## What the task asks:
Find the word "determine" in the material below and gather every line that contains it.

Recorded data section start

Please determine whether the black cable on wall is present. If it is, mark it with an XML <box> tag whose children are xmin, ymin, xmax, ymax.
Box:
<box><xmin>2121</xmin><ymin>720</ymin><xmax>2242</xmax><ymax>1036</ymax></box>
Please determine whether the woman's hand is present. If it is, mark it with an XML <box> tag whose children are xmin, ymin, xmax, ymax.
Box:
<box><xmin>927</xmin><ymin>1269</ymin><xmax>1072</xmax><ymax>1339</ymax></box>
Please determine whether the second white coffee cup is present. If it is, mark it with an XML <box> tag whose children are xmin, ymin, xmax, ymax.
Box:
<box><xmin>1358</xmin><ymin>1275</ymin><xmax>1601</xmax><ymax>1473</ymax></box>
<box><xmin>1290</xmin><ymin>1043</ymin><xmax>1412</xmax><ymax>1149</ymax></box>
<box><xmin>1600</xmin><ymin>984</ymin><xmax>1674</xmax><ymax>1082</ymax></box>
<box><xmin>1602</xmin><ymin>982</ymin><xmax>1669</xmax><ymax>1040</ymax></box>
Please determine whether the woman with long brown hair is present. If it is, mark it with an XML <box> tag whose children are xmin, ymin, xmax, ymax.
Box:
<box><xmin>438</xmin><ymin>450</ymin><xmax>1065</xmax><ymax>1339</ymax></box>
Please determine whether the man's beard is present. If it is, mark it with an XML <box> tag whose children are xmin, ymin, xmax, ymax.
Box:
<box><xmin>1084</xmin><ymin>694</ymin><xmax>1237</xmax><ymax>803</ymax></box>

Recorded data section end

## Exercise solution:
Please determine whether the black cable on wall is present. If it is, mark it with an XML <box> tag whose children are xmin, ymin, xmax, ymax.
Please determine whether the woman's hand is present. If it is, mark it with an XML <box> tag whose children are xmin, ymin, xmax, ymax.
Please determine whether the second white coffee cup is present. If it is, mark it with an XML <box> tag whose children are xmin, ymin, xmax, ymax.
Please determine whether the woman with long brown hair is present. If it is, mark it with an XML <box> tag whose children are xmin, ymin, xmax, ymax.
Please determine whether the man's beard is present. If it is, mark it with an XML <box> tag whose children are xmin, ymin, xmax, ymax.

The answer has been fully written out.